━━ GIVEN DATA

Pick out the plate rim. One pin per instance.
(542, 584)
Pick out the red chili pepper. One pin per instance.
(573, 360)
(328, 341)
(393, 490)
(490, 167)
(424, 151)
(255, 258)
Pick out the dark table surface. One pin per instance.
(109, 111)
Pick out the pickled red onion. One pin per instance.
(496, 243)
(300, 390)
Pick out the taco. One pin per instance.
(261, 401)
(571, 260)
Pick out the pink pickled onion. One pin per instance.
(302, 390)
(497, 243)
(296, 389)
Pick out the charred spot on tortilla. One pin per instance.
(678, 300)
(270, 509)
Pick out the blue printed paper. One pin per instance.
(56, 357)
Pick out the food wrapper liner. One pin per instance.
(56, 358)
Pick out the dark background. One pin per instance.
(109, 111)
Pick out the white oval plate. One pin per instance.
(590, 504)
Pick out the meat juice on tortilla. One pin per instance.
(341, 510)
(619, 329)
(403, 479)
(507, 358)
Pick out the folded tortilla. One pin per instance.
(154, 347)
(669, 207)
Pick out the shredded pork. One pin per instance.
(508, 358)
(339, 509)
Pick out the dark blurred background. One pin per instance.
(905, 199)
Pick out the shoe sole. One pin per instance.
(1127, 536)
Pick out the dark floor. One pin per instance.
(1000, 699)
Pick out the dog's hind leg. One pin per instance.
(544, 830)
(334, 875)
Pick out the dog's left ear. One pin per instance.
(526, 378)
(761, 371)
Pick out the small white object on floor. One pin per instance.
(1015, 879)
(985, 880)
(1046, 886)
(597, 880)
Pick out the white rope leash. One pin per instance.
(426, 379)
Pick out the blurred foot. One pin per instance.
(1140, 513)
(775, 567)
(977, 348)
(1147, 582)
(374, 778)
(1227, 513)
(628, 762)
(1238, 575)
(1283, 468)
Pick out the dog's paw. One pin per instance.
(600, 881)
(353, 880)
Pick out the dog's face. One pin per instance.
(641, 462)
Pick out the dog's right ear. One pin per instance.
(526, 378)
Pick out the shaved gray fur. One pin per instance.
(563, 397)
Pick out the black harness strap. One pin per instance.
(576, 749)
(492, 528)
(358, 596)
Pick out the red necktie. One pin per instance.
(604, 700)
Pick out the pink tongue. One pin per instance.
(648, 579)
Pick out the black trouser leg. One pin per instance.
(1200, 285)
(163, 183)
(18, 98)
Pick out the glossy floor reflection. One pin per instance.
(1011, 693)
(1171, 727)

━━━━

▶ GIVEN INSTRUCTION:
Starting at the line that contains "Pick out the dog's paw. One pin per instance.", retype each line through the end of the listing above and nothing else.

▶ FULL SOLUTION:
Pick out the dog's paw. One pin per instance.
(600, 881)
(353, 880)
Pick out the dog's face. One pin per instance.
(641, 462)
Pick out the dog's right ear. One pin per instance.
(526, 378)
Pick out the shaved gray fur. One pin per instance.
(563, 397)
Pick out the black harness strap. One pin per instance.
(576, 749)
(492, 528)
(358, 596)
Pick out the red necktie. One pin per instance.
(604, 700)
Pick out the pink tongue. One pin per instance.
(648, 579)
Pick out the black trouser leg. One pin per instance.
(1200, 285)
(163, 183)
(18, 98)
Pick out the glossy floor reflection. One pin per instance.
(1011, 693)
(1171, 727)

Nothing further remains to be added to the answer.